**Exercise description**
Can you rewrite the rows below, from the start of the rows through the line with "<point>327,220</point>" (including that line), keeping each request as written but scaling every coordinate in the answers by 1.4 and rounding to whole numbers, with halves rounded up?
--- Material ---
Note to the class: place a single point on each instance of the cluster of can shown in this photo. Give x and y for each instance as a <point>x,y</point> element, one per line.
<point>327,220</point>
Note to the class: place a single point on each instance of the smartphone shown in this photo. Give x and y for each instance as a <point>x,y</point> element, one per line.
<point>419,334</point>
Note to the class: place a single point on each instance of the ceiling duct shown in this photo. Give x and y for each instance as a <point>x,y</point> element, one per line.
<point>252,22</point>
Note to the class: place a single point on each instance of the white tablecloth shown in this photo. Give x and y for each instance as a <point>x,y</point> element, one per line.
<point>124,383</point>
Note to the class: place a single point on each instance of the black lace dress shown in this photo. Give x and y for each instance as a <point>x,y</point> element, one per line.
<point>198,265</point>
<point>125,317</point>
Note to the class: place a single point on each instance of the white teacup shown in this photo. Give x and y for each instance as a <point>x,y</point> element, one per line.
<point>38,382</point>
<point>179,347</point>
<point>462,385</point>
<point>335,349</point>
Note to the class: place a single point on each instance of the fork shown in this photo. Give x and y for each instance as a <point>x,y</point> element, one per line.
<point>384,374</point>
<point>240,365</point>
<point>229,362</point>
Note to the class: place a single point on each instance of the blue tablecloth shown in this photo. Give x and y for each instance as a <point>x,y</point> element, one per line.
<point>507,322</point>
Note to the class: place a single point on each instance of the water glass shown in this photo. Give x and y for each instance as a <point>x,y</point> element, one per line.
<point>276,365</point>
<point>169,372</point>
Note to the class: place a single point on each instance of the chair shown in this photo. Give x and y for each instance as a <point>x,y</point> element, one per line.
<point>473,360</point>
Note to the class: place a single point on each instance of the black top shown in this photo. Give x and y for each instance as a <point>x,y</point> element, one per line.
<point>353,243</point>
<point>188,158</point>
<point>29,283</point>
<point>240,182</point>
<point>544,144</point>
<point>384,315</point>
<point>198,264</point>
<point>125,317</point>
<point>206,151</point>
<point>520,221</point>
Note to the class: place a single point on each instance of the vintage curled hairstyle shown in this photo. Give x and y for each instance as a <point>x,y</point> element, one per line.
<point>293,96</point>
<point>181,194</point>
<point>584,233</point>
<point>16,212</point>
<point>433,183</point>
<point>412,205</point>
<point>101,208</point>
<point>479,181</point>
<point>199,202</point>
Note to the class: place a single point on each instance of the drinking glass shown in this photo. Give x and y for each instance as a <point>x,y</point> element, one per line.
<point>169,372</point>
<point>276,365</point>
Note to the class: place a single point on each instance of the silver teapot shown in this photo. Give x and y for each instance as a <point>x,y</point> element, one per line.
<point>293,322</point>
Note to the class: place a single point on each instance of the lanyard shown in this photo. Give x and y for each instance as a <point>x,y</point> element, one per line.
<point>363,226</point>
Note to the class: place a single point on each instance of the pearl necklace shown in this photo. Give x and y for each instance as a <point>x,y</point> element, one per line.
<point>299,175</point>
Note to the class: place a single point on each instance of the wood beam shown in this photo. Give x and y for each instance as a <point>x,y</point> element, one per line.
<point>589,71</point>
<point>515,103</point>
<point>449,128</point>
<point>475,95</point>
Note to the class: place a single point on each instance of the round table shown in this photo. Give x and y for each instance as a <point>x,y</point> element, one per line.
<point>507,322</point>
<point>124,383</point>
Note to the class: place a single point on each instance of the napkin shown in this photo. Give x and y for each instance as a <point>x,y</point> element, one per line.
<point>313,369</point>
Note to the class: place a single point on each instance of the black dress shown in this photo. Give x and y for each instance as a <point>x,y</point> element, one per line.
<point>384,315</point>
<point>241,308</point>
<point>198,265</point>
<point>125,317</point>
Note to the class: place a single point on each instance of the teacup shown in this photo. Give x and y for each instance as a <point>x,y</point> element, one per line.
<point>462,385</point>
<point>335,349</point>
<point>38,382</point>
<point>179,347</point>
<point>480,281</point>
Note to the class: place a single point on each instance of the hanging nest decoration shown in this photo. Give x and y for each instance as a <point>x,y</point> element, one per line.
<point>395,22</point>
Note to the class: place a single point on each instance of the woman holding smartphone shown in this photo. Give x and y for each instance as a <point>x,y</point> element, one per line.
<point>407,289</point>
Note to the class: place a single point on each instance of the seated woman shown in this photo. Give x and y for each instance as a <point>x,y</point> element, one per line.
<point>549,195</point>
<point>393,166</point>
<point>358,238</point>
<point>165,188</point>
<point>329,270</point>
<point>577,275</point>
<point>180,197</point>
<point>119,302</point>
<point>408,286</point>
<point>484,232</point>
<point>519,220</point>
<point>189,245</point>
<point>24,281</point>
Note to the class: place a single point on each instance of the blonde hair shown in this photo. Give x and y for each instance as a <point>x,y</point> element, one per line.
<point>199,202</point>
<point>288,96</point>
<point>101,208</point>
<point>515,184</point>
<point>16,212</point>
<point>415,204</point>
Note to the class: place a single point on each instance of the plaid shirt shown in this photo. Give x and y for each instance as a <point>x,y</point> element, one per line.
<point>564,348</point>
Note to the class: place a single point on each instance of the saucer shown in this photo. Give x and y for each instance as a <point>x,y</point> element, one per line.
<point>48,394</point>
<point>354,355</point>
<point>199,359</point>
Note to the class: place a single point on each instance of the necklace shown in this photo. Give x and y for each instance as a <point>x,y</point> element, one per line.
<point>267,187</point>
---
**Written response**
Note to the class: place a single point on each instance of the cluster of can shown in this photo. Give x and y for each instance as a <point>x,y</point> element, one per line.
<point>458,308</point>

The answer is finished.